____ Excerpted data
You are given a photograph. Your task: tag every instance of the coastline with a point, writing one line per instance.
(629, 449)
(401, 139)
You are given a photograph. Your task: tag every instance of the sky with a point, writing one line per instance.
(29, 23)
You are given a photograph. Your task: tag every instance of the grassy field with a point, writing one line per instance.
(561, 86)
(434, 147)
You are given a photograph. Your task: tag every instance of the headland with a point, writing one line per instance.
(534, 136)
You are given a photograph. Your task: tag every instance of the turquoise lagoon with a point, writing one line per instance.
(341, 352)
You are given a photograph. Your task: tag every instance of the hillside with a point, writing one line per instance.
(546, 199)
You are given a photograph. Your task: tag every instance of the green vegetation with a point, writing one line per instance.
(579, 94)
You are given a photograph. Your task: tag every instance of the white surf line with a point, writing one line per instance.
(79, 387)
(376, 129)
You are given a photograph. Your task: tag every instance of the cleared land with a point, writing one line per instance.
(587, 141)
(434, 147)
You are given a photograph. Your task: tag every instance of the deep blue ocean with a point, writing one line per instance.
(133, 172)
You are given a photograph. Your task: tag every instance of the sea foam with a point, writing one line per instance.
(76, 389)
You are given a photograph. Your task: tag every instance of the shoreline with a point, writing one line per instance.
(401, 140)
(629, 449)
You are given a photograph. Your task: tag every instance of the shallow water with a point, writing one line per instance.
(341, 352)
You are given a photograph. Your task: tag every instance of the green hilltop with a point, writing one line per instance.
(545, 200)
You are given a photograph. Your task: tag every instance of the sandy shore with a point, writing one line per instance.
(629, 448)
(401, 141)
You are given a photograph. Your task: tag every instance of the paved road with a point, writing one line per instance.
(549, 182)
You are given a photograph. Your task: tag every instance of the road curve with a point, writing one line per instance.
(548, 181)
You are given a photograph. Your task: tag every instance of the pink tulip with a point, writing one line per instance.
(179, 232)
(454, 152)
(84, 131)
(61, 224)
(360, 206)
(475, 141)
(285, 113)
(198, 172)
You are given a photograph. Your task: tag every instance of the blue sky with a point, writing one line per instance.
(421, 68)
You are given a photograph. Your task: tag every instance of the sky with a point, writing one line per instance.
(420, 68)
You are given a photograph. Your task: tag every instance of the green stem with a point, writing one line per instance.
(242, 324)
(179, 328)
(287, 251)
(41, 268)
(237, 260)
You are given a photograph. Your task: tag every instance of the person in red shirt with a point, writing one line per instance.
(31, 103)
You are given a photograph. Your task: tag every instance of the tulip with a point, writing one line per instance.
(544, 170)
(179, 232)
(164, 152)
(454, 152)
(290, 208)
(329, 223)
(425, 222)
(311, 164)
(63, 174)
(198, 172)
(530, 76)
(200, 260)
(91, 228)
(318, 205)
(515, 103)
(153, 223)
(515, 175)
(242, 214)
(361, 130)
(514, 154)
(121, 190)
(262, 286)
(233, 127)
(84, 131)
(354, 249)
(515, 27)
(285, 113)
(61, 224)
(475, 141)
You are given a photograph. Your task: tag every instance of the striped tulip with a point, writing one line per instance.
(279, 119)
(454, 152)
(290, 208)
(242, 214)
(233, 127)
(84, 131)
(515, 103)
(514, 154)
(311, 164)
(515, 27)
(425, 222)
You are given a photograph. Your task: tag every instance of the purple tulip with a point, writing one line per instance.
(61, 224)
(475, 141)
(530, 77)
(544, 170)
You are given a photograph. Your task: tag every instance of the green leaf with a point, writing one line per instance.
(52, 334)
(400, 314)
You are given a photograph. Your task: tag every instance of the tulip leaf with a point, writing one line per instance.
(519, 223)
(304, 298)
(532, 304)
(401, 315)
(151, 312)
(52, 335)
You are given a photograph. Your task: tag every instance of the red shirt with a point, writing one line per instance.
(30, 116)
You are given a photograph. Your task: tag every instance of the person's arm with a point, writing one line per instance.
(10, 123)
________
Copy out all the entries shown above, character for character.

Finished task —
You are given a photograph. Your task: tag every instance of the coastline with a point, writing one line per instance.
(629, 449)
(401, 139)
You are given a photograph. Your task: tag every instance of the sky with a point, writing one line per instance.
(29, 23)
You are given a photograph. Your task: tag every instance of the grassy field with a point, writing one line per instance.
(561, 86)
(434, 147)
You are given a photograph. Your task: tag every instance of the headland with a point, writing one line per instance.
(534, 136)
You are given a photograph. Your task: tag every instance of the turquoise lagoon with a point, writing one line per instance.
(341, 352)
You are given a photograph. Your task: tag every instance of the hillside with a point, writing one line per instance.
(546, 199)
You are given a photograph. Your task: tag every instance of the green vegetation with a point, writing one line per instance.
(579, 94)
You are given a photograph. Your task: tag every instance of the white surf line with a point, writing one line per instance.
(79, 387)
(376, 129)
You are given a photograph. Your task: tag every instance of the cleared land with a point, writing one line per instance.
(587, 141)
(434, 147)
You are given a photograph. Your task: tag every instance of the deep blue ocean with a point, writing one line per instance.
(133, 172)
You are given a photograph. Your task: tag every instance of the sea foam with a point, writing one line per instance.
(76, 389)
You are given a photograph. Your task: tag every instance of the shoreline with a point, writing one line per instance.
(401, 140)
(629, 449)
You are given a photograph. Your task: tag every instance of the shallow water with a point, writing one line per instance.
(341, 352)
You are given a photograph. Your task: tag every instance of the green hilltop with a point, writing one line per instance.
(545, 200)
You are given a photograph. Your task: tag every instance of the sandy shore with a point, writing one line per instance.
(629, 448)
(401, 141)
You are given a photograph. Your task: tag every instance of the paved road with a point, writing one line per instance.
(549, 182)
You are given a photograph. Your task: tag every instance of the road curve with a point, writing one line per instance.
(548, 181)
You are given a photograph. Your task: tag every instance of the pink tulip with a point, writing one line per instance.
(179, 232)
(454, 152)
(84, 131)
(61, 224)
(360, 206)
(475, 141)
(285, 113)
(198, 172)
You are given a photograph. Your task: tag every instance of the blue sky with a point, writing one line per instance.
(421, 68)
You are given a photograph. Your task: tag every instance of the sky with a point, writing one line per instance.
(420, 68)
You are given a photograph. Your task: tag every instance of the green stem with a point, writing one line per instance.
(242, 324)
(179, 328)
(287, 251)
(41, 268)
(237, 260)
You are given a photograph. Your task: tag every instance of the person in red shirt with a point, writing one line per instance.
(31, 103)
You are given a photograph. Your task: tag every instance of the tulip with a point, writing one line per instance.
(544, 170)
(179, 232)
(164, 152)
(454, 152)
(290, 208)
(329, 223)
(425, 222)
(311, 164)
(63, 174)
(198, 172)
(530, 76)
(200, 260)
(91, 228)
(318, 205)
(515, 103)
(153, 223)
(515, 175)
(242, 214)
(361, 130)
(514, 154)
(121, 190)
(262, 286)
(233, 127)
(84, 131)
(354, 249)
(515, 27)
(285, 113)
(61, 224)
(475, 141)
You are given a photograph. Your task: tag every instance of the striped tulip with a point, writing one line per instance.
(279, 119)
(454, 152)
(290, 208)
(242, 214)
(233, 127)
(84, 131)
(515, 103)
(514, 154)
(311, 164)
(515, 27)
(425, 222)
You are given a photograph. Your task: tag every instance of the purple tulip with a point, writing one line per instance.
(61, 224)
(475, 141)
(530, 77)
(544, 170)
You are given a photograph. Your task: tag every instance of the green leaf with a point, writing one line per instance.
(52, 334)
(400, 314)
You are given a photograph. Your task: tag every instance of the tulip leaf with a point, writing one line per instance.
(519, 223)
(304, 298)
(532, 304)
(401, 315)
(151, 312)
(52, 335)
You are given a photograph. Your task: tag every instance of the red shirt with a point, writing one line per instance.
(30, 116)
You are given a photograph. Your task: tag every instance of the person's arm with a point, writing one line per instance.
(10, 123)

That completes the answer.